» Short task
Reproduce only this part of the listing: the line with "[point] sky (one", plus every line after it through the last.

## Begin Records for the exercise

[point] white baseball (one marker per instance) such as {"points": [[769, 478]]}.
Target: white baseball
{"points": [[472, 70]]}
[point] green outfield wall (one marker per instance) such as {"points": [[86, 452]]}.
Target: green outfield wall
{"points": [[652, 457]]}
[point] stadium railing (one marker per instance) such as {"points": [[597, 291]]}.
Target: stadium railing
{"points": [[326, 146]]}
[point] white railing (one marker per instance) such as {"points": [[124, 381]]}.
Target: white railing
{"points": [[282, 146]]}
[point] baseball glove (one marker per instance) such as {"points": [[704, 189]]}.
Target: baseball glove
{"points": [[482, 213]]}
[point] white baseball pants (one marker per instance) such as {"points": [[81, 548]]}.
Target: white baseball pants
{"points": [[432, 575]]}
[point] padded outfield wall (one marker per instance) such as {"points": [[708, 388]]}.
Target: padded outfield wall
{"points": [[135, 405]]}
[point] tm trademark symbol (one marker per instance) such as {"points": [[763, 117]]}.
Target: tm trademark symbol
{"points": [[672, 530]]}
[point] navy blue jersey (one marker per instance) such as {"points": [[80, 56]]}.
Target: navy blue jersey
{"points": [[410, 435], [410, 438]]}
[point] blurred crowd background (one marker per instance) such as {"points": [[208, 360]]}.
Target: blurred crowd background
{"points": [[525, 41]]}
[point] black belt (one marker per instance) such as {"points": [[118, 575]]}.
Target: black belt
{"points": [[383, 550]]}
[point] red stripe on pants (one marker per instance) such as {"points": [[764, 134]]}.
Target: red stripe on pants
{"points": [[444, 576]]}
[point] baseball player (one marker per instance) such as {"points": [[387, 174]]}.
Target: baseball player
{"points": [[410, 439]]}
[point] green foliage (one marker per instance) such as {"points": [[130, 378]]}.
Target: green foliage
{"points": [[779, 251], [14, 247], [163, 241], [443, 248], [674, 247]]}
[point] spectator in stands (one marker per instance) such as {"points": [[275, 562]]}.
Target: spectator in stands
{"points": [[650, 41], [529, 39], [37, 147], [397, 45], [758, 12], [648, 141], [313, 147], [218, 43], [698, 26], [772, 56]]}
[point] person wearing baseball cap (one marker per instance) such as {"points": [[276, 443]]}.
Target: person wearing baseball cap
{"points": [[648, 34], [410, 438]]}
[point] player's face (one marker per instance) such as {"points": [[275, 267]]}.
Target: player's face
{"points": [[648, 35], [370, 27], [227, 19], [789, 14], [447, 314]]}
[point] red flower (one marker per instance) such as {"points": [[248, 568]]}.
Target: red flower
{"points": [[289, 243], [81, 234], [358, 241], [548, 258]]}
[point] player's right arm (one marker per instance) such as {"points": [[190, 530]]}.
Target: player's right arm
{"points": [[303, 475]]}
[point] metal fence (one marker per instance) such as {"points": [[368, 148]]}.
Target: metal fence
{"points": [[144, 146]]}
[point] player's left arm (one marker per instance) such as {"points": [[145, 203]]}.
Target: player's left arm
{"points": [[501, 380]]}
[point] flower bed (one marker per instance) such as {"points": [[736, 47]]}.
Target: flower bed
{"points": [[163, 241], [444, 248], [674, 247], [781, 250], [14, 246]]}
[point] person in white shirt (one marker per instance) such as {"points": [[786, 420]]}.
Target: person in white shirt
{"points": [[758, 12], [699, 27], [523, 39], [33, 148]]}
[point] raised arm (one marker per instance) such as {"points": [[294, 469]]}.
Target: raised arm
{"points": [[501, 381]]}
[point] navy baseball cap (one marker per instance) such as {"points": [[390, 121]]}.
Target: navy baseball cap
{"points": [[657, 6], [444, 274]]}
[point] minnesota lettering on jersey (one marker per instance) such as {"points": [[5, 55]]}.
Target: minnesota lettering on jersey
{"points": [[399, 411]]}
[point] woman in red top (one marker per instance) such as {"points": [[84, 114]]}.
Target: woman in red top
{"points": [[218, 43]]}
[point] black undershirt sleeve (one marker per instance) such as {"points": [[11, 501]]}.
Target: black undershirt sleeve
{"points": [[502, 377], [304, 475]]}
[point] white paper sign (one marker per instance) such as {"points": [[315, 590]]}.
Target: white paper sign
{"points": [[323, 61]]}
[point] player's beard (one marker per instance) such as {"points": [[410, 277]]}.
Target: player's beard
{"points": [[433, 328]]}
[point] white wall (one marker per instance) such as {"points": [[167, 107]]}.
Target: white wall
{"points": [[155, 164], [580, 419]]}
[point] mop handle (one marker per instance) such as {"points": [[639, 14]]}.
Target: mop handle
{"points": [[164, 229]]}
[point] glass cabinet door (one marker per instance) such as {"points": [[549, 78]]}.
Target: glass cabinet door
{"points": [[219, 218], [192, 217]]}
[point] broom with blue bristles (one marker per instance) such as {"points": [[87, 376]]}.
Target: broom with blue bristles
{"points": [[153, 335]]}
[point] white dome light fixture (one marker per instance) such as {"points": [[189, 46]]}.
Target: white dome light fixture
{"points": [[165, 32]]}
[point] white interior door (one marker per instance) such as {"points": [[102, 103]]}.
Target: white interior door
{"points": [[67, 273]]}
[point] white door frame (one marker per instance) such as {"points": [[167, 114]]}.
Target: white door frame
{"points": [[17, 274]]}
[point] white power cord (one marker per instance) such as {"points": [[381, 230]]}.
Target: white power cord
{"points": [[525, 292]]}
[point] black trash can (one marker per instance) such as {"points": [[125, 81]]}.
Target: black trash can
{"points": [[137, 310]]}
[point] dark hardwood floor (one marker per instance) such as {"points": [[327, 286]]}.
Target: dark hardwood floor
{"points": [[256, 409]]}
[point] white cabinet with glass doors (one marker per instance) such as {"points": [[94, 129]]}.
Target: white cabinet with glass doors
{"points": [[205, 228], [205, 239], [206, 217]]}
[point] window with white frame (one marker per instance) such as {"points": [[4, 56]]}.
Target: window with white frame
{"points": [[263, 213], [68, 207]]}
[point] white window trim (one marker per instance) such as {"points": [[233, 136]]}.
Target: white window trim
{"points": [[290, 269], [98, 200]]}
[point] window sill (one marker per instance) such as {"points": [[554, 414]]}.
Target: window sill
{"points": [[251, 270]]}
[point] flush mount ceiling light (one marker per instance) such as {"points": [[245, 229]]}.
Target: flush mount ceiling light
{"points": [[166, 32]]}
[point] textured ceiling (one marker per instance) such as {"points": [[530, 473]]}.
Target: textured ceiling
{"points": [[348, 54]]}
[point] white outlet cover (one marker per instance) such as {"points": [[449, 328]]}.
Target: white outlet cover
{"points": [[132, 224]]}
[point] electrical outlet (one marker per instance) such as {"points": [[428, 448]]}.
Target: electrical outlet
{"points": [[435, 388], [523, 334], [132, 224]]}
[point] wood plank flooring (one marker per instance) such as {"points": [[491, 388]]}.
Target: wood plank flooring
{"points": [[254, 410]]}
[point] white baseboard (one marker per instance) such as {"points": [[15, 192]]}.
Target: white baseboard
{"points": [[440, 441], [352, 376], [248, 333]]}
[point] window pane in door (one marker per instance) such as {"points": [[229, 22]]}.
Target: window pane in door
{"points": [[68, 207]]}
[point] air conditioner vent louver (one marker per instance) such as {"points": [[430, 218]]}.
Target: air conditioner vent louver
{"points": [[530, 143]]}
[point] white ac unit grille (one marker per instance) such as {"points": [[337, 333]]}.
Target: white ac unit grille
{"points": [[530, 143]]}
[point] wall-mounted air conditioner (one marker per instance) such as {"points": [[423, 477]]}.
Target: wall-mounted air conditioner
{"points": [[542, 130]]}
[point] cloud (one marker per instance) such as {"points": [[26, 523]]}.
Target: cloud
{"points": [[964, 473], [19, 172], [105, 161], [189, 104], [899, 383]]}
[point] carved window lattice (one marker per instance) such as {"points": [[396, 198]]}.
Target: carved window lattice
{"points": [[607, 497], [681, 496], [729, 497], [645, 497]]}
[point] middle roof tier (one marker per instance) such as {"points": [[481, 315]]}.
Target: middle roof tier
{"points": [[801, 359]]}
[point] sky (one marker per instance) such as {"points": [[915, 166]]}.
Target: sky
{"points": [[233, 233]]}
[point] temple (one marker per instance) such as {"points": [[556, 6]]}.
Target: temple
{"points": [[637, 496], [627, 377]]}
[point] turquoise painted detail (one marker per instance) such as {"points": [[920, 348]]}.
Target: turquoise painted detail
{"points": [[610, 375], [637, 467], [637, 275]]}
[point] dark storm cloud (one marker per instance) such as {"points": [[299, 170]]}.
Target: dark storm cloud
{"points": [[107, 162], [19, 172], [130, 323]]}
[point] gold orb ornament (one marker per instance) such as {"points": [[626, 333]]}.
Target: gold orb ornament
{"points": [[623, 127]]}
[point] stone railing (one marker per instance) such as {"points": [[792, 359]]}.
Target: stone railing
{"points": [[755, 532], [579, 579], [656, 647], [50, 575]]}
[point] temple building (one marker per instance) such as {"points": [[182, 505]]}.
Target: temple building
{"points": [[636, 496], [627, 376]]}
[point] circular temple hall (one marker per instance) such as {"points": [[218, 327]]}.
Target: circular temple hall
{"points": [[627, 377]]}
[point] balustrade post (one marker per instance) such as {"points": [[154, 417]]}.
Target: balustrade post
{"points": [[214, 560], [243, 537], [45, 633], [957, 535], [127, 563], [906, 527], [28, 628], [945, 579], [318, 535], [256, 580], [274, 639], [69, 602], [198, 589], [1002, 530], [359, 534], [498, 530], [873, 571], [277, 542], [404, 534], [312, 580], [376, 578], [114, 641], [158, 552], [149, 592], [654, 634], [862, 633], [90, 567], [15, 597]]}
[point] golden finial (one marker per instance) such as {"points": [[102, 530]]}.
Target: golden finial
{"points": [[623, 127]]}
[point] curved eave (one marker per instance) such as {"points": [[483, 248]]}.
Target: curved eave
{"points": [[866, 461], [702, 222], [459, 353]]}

## End Records for the exercise

» Answer in full
[point] sky (one marker per instance) such as {"points": [[915, 166]]}.
Target: sky
{"points": [[233, 233]]}
[point] temple (one marker per instance) such as {"points": [[556, 6]]}.
Target: temple
{"points": [[637, 496], [627, 377]]}
[point] turquoise painted detail (one marker per instance) such as {"points": [[920, 348]]}.
Target: turquoise painted detail
{"points": [[610, 375], [637, 467], [637, 275]]}
[point] dark storm cloud (one marker per instance) such as {"points": [[299, 170]]}.
Target: dark storm cloud
{"points": [[107, 162], [19, 172], [130, 323]]}
[point] gold orb ornament (one marker per instance) such as {"points": [[626, 333]]}.
Target: gold orb ornament
{"points": [[623, 127]]}
[point] stone railing (one marker per instance) such as {"points": [[792, 359]]}.
Target: stone railing
{"points": [[755, 532], [579, 579], [656, 647], [50, 575]]}
[point] temple building (one marker per instance) such as {"points": [[182, 505]]}.
Target: temple building
{"points": [[636, 496], [627, 376]]}
[point] circular temple hall (one marker per instance) such as {"points": [[218, 327]]}.
Target: circular temple hall
{"points": [[627, 377]]}
[point] balustrade post (one marker per instance) such as {"points": [[154, 417]]}.
Target: balustrade post
{"points": [[214, 560], [243, 537], [45, 633], [957, 535], [127, 563], [906, 527], [28, 628], [945, 579], [318, 535], [256, 580], [274, 639], [69, 602], [198, 589], [1002, 530], [359, 534], [498, 530], [873, 571], [277, 542], [404, 534], [312, 580], [376, 578], [114, 641], [158, 552], [149, 592], [654, 634], [862, 633], [90, 567], [15, 597]]}
[point] golden finial (one marker per instance) such as {"points": [[102, 530]]}.
Target: golden finial
{"points": [[623, 127]]}
[point] curved eave (one marker per instance) such as {"points": [[483, 248]]}.
Target: curved eave
{"points": [[866, 461], [702, 222], [459, 353]]}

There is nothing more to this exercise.